**O problema:** Disponha todo o material abaixo como uma lista JSON de strings, uma para cada linha, omitindo as linhas em branco. Deixe as imagens de fora da resposta.

___ Dados de origem ___

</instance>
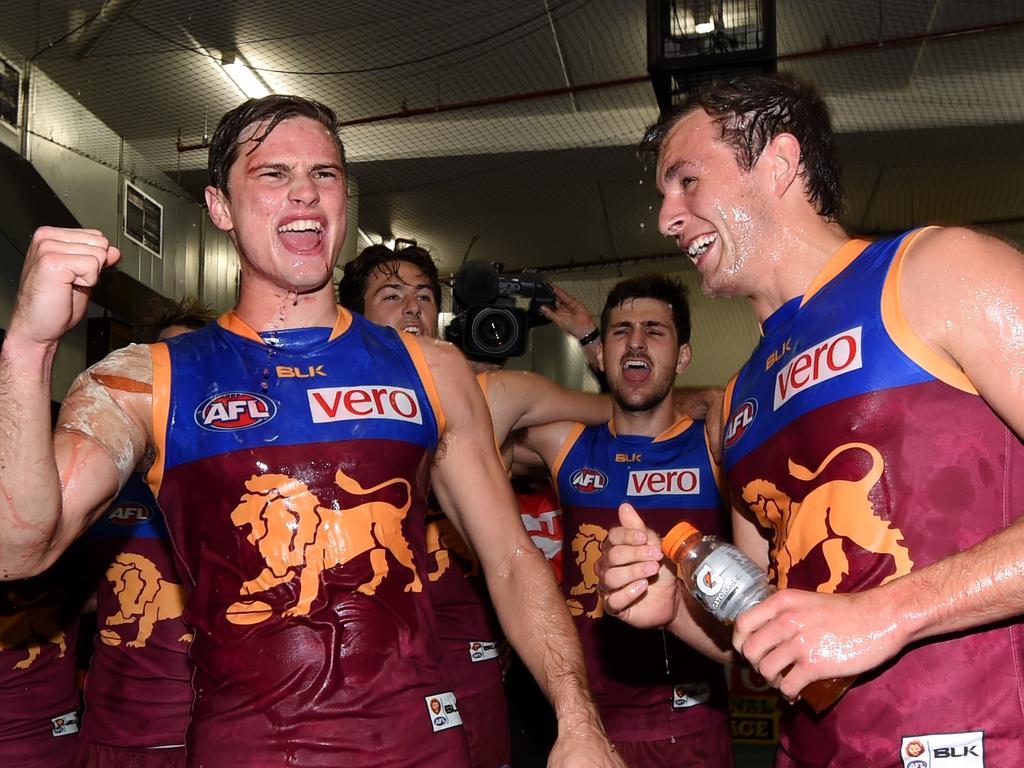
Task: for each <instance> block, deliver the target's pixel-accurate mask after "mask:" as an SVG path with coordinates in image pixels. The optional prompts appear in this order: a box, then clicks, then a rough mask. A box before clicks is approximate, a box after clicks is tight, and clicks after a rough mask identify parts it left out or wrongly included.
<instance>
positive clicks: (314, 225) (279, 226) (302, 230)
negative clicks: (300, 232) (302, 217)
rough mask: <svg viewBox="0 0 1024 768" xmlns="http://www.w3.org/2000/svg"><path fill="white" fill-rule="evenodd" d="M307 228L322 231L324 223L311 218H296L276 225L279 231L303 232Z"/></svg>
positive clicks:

___

**Resposta esperada:**
[
  "</instance>",
  "Task: for each <instance> block, deliver the target's pixel-accurate mask after \"mask:\" as an SVG path with coordinates in image pixels. The optional prompts appear in this order: a box, then clicks, then a rough mask. A box before clicks is approximate, a box after clicks is tight, and clicks after a rough mask identify parts it left out or wrongly included.",
  "<instance>",
  "positive clicks: (314, 225) (279, 226) (302, 230)",
  "negative clicks: (300, 232) (302, 217)",
  "rough mask: <svg viewBox=\"0 0 1024 768\" xmlns=\"http://www.w3.org/2000/svg\"><path fill=\"white\" fill-rule=\"evenodd\" d=\"M307 228L322 231L324 223L311 218H296L276 225L279 231L303 232Z\"/></svg>",
  "positive clicks:"
]